**PAGE TEXT**
Joseph Calpo–Rivera, respondent, v. Amanda G. Brady, et al., appellants.

2016–02298

Decided: July 25, 2018

MARK C. DILLON, J.P. SANDRA L. SGROI ROBERT J. MILLER VALERIE BRATHWAITE NELSON, JJ. Collins, Fitzpatrick & Schoene, LLP, White Plains, N.Y. (Ralph F. Schoene of counsel), for appellants. Sullivan Papain Block McGrath & Cannavo, P.C., New York, N.Y. (Stephen C. Glasser of counsel), for respondent.

Argued—April 3, 2018

DECISION & ORDER

In an action to recover damages for personal injuries, the defendants appeal from an order of the Supreme Court, Suffolk County (James P. Flanagan, J.), dated January 18, 2016.  The order granted the plaintiff's motion pursuant to CPLR 4404(a) to set aside, as contrary to the weight of the evidence, the jury verdict finding that the accident at issue was not a proximate cause of the plaintiff's injuries, and for a new trial.

ORDERED that the order is reversed, on the facts and in the exercise of discretion, with costs, and the plaintiff's motion pursuant to CPLR 4404(a) is denied.

**PROMPT A**
Answer these questions about the court decision:
(i) On what date was the case argued?
(ii) The order under appeal came from the Supreme Court of which county?
(iii) What did the jury verdict find about the accident?
**PROMPT B**
Please continue the court decision from its last sentence.

Dataset excerpts

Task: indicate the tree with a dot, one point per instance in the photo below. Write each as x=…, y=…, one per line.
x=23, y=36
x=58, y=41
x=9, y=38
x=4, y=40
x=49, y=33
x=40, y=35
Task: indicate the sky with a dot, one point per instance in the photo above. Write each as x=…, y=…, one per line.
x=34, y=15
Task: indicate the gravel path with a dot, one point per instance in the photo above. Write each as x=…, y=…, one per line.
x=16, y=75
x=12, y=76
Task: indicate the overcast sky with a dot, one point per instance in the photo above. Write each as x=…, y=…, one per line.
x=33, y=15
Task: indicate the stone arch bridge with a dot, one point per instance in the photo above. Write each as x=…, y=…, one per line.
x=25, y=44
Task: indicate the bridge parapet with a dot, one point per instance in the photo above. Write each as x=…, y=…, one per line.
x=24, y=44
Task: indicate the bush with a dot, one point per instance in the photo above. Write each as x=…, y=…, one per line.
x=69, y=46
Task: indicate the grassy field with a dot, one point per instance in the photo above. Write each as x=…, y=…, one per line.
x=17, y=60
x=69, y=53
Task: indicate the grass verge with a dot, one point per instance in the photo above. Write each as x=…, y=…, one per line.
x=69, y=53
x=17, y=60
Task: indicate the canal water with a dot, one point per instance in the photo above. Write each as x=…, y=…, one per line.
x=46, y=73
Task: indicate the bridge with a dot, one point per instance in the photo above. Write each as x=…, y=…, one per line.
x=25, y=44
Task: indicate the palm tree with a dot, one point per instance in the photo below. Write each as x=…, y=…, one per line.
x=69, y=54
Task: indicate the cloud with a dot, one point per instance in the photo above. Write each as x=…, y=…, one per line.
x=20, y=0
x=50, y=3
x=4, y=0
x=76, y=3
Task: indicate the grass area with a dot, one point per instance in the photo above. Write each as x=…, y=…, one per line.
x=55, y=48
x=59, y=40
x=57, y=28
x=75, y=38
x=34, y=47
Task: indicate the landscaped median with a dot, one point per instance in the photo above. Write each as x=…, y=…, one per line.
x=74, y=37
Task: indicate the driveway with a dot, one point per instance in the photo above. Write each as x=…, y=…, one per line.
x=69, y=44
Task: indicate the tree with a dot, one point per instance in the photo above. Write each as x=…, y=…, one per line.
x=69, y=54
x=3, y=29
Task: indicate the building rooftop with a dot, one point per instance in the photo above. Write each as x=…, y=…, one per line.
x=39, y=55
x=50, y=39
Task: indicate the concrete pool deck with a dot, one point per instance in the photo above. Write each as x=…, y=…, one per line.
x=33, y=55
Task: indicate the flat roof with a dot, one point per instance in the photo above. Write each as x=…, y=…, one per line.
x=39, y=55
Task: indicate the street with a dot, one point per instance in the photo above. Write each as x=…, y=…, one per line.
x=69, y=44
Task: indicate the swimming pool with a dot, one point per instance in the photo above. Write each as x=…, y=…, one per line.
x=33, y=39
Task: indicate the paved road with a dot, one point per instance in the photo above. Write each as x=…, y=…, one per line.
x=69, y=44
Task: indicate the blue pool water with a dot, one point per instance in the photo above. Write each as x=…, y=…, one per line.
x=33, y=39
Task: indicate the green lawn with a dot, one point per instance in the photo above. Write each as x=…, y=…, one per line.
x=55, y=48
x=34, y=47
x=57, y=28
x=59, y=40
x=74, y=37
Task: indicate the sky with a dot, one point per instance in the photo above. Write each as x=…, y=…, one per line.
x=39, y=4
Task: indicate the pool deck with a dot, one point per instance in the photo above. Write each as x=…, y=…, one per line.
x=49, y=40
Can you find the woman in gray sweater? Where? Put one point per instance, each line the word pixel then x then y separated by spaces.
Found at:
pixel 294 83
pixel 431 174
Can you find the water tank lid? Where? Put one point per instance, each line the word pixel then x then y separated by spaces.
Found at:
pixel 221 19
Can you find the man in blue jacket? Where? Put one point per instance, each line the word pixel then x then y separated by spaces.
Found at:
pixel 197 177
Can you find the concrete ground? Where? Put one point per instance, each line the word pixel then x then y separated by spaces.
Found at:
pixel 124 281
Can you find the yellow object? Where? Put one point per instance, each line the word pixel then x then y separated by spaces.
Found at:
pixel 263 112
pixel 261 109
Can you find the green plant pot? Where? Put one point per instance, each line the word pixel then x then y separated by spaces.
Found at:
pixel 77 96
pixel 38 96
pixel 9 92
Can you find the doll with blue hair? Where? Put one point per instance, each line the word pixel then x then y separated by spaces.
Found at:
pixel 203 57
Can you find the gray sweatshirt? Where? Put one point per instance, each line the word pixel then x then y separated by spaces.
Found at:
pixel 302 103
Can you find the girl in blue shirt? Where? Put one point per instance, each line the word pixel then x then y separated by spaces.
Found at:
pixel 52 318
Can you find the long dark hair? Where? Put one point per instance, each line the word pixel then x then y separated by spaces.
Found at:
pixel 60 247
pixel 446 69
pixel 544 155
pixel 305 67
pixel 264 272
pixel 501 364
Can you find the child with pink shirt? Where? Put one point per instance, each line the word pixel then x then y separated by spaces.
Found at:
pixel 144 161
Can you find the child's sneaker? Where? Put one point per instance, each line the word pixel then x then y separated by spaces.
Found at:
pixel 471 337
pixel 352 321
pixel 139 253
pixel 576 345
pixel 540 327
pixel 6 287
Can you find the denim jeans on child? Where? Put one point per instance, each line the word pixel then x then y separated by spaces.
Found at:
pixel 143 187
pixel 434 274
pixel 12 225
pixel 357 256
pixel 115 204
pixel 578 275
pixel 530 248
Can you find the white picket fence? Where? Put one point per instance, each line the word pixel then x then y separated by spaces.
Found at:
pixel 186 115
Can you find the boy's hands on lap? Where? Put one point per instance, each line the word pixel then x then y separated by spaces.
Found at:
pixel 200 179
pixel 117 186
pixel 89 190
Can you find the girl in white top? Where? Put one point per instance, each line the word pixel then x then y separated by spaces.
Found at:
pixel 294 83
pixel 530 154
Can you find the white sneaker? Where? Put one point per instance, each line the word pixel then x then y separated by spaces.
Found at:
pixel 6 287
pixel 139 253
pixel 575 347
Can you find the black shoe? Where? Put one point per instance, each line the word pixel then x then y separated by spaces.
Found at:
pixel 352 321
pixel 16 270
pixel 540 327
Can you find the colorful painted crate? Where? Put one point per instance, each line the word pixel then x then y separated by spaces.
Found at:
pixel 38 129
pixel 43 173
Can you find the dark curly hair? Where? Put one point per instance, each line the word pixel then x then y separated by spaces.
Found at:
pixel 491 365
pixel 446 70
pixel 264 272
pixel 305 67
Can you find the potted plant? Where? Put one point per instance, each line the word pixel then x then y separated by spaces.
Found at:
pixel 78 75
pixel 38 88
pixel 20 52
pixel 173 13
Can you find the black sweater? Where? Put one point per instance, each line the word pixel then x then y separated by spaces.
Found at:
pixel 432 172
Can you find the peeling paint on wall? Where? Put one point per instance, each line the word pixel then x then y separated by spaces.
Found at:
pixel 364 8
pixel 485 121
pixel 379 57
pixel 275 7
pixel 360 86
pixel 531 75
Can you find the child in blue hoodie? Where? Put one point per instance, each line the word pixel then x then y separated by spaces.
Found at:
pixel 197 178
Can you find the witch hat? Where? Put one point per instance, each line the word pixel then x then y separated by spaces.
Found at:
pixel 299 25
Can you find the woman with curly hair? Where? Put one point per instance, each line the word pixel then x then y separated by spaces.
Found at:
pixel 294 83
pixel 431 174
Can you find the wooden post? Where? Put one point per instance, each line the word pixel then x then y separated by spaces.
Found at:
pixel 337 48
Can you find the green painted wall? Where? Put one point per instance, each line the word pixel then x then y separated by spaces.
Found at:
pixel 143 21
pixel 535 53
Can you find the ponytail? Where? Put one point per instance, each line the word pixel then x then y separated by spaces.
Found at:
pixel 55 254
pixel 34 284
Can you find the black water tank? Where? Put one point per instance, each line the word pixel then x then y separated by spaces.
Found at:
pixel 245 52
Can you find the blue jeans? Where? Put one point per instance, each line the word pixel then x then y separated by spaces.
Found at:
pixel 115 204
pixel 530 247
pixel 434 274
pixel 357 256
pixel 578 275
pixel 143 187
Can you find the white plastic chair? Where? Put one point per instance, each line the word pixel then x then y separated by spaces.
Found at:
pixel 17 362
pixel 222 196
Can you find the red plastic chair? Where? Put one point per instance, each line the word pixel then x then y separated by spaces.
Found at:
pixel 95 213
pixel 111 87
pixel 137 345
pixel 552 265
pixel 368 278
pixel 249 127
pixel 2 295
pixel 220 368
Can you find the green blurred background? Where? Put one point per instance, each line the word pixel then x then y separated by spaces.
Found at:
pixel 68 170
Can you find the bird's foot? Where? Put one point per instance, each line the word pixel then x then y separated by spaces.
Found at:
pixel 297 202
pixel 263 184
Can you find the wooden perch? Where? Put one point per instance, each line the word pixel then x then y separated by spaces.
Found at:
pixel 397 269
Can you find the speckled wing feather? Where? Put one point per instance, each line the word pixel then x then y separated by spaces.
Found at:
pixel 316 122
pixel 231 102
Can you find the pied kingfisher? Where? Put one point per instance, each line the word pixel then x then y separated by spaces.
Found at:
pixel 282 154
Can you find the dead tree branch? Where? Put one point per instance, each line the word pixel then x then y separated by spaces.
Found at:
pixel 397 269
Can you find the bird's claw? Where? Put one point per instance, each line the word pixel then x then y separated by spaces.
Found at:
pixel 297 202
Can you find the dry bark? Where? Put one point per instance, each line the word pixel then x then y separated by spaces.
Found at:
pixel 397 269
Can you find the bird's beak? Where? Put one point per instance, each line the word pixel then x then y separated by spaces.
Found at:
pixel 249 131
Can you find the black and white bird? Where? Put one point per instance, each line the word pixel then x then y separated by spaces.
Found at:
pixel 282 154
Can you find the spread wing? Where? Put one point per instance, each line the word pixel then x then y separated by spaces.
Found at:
---
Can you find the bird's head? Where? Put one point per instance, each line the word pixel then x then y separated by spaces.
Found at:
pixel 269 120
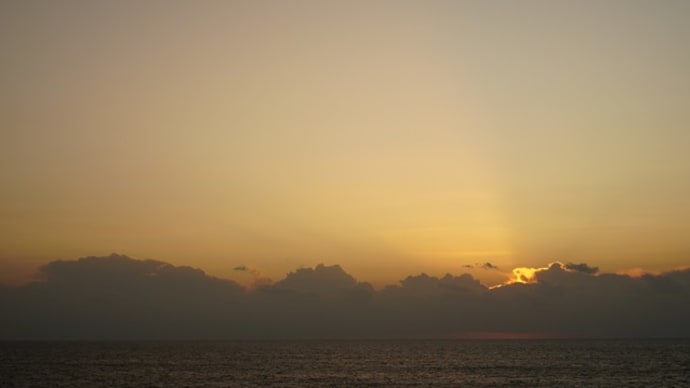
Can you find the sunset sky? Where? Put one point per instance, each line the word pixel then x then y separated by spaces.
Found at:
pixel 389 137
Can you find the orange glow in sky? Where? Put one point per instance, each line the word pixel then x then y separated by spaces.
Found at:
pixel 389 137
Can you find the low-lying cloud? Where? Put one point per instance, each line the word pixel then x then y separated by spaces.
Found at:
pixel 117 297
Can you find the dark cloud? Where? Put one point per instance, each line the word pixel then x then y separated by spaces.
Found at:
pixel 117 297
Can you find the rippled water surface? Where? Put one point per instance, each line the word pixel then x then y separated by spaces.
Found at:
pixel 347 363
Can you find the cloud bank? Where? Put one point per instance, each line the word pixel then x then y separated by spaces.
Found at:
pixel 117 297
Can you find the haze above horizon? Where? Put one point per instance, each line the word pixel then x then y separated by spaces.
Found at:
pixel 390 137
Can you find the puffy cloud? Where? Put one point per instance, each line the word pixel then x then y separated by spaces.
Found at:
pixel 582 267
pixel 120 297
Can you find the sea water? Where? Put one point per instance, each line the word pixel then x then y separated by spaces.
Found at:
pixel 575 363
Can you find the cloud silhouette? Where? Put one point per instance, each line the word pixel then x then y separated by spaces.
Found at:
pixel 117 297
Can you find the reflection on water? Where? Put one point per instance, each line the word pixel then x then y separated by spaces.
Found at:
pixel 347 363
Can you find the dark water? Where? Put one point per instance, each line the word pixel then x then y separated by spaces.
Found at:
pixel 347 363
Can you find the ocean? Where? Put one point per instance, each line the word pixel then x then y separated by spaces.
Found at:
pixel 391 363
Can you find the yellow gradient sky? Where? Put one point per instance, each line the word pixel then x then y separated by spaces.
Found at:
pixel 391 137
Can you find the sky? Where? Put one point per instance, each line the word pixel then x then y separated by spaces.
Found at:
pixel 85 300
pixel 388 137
---
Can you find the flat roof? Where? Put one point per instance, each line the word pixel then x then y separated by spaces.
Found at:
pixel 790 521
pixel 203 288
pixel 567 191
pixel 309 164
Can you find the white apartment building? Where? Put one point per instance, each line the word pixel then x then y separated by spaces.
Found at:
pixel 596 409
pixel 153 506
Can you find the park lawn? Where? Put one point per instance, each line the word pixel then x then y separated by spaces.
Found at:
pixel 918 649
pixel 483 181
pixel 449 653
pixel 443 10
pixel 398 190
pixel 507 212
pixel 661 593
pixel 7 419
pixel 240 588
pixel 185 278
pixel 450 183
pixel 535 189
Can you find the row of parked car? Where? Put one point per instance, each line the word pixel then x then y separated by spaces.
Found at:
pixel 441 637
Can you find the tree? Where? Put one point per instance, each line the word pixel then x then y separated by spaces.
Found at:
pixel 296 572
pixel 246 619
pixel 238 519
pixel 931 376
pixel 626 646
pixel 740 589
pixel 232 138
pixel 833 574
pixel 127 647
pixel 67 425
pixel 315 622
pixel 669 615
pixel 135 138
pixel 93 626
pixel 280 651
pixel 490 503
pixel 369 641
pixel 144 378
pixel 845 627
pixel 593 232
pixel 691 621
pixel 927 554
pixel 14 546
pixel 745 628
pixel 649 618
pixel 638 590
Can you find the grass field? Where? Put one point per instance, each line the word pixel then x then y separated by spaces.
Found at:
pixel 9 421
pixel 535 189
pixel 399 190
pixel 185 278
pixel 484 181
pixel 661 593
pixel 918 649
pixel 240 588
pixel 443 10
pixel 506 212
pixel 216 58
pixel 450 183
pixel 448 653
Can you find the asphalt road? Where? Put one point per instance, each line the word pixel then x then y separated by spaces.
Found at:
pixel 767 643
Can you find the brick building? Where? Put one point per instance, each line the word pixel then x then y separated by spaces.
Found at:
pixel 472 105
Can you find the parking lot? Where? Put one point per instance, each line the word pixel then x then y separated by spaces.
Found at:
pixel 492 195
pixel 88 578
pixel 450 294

**WRITTEN RESPONSE A**
(i) April 3, 2018
(ii) Suffolk County
(iii) That the accident was not a proximate cause of the plaintiff's injuries.

**WRITTEN RESPONSE B**
A vehicle driven by the then–50–year–old plaintiff was stopped at the intersection of Route 27 and Fifth Avenue South in Islip on May 30, 2012, when the vehicle was hit in the rear by a vehicle driven by the defendant Amanda G. Brady.  At the ensuing damages trial, the plaintiff presented the testimony of an expert clinical neurologist who had performed a full neurological examination on the plaintiff almost two years after the accident.  The neurologist concluded that the accident was the cause of injuries to the cervical and lumbar regions of the plaintiff's spine, because the plaintiff was asymptomatic before the accident, and became symptomatic after the accident.  The neurologist conceded that MRI films of the cervical and lumbar regions of the plaintiff's spine, taken about three weeks after the accident, showed degenerative changes in the plaintiff's spine, as well as herniated discs in both the cervical and lumbar regions of the spine.

The defendants presented the testimony of a diagnostic radiologist who reviewed the MRI films.  The radiologist testified that there was disc dehydration and disc space narrowing, with pronounced degeneration at C3–4 and C5–6, and that these findings were typical for a 50–year–old man.  Noting that the discs which were drying out appeared darker on the MRI, and that traumatically injured discs would have appeared brighter, the radiologist concluded that these injuries were caused by degeneration, and not by the accident.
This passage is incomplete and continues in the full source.